[Provided data]:
*****
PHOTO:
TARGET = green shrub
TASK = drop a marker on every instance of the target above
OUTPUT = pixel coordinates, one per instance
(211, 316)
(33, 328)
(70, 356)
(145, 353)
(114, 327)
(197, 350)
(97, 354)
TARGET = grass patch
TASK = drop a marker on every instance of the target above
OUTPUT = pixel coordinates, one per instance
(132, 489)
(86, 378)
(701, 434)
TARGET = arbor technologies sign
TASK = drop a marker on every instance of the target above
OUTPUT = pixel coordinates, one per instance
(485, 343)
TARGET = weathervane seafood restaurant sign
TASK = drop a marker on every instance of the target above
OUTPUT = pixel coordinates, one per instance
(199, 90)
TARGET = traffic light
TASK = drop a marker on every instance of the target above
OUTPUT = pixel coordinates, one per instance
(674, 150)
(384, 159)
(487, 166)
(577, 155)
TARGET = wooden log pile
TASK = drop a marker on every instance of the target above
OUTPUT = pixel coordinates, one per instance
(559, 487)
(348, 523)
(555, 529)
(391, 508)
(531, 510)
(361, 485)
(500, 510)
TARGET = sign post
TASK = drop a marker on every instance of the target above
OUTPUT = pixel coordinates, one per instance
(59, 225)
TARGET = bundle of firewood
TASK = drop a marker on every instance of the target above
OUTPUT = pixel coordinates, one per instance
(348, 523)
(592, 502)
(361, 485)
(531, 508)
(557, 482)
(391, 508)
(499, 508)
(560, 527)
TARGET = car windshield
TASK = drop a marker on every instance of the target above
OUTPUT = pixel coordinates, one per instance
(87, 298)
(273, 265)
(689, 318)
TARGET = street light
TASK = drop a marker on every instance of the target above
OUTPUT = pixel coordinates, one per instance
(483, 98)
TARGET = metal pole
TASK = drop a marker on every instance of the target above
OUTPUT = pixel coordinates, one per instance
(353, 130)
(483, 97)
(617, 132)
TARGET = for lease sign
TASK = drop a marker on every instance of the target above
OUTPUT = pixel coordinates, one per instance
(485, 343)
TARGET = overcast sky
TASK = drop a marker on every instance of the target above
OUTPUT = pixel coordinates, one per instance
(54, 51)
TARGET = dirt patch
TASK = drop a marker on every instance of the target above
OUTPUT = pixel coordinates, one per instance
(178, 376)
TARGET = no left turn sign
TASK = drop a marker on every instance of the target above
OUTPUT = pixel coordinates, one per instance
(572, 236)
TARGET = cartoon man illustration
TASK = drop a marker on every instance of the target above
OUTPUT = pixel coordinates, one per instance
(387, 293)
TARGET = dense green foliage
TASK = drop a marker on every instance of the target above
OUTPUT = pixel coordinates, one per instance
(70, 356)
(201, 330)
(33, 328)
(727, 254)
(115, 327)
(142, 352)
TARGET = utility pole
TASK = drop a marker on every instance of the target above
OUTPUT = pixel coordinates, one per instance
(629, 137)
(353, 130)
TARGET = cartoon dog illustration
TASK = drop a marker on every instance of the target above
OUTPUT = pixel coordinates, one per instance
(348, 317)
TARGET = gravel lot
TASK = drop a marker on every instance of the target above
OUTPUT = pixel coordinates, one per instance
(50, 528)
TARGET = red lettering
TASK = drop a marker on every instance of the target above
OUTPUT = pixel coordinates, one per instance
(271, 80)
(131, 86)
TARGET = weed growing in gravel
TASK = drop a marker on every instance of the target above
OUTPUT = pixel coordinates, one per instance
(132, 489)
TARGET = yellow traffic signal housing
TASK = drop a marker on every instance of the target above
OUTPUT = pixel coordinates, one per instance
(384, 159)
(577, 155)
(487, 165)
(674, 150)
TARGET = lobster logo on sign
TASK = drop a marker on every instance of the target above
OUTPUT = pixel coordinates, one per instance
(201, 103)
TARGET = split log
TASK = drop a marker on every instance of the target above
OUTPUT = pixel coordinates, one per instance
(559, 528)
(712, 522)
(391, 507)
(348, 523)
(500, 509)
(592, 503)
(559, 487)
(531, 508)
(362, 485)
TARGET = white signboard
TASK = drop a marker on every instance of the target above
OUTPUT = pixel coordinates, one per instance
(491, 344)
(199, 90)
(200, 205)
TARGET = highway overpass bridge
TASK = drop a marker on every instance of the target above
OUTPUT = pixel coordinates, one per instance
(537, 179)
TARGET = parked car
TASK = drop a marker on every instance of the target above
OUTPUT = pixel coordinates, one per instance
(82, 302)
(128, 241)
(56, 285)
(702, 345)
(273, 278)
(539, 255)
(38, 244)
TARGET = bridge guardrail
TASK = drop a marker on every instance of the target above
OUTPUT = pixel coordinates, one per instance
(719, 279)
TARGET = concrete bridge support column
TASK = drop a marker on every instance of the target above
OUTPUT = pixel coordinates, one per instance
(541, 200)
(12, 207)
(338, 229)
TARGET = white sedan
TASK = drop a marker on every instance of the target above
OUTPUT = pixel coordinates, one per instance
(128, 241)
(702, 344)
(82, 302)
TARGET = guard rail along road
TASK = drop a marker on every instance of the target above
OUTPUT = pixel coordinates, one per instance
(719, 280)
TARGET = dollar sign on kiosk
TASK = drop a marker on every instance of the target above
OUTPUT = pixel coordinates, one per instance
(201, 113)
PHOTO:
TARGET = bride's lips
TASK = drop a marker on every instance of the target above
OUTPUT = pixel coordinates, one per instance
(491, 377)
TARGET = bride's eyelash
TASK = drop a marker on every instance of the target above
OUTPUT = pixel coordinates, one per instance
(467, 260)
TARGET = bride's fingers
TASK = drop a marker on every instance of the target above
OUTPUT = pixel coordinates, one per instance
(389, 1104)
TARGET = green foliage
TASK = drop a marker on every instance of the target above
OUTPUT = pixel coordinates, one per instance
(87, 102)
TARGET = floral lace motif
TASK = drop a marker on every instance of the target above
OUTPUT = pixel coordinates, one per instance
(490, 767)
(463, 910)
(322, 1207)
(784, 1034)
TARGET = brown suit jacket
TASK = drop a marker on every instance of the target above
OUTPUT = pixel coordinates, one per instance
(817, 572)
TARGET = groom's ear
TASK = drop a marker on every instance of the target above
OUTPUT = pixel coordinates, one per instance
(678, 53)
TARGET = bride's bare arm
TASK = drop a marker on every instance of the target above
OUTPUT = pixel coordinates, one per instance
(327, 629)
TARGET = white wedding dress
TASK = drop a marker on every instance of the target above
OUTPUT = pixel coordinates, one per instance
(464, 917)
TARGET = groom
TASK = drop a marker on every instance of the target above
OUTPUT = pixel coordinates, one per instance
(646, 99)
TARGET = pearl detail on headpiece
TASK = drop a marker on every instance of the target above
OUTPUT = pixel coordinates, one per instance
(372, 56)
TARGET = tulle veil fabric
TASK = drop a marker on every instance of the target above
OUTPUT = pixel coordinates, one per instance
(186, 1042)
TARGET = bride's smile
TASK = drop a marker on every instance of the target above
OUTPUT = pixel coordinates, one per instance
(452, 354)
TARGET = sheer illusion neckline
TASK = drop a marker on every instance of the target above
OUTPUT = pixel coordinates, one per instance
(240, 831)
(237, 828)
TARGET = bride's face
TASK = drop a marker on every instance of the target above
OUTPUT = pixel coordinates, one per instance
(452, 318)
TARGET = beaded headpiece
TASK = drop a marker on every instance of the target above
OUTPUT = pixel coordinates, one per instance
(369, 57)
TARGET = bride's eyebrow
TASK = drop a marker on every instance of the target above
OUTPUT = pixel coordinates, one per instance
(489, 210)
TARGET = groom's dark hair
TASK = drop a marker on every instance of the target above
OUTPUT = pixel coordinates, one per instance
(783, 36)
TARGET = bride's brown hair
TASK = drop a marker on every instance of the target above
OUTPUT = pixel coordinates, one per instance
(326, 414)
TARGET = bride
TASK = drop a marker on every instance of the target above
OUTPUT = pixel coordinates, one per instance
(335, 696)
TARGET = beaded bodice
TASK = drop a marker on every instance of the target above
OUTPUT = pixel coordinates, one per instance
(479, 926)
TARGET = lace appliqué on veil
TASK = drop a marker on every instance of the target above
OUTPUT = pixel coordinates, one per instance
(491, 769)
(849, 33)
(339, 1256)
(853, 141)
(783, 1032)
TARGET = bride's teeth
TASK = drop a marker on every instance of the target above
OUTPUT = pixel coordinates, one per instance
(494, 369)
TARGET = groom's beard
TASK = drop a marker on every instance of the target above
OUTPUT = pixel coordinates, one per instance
*****
[Job]: Write out exactly the lines from the line holding "TARGET = beaded bodice" through the last line of the data, and nothing besides those lines.

[Written response]:
TARGET = beaded bodice
TASK = drop a marker on every instance of the target above
OUTPUT = pixel coordinates, one per instance
(479, 926)
TARGET = lace appliqué on veil
TASK = drop a marker on every instance of the target above
OUTPUT = pixel coordinates, one per instance
(491, 769)
(849, 33)
(339, 1256)
(853, 141)
(783, 1032)
TARGET = bride's teeth
TASK = drop a marker on every instance of the target above
OUTPUT = pixel coordinates, one per instance
(494, 369)
TARGET = groom's beard
TASK = drop a marker on every instance of the target above
OUTPUT = pixel coordinates, one per instance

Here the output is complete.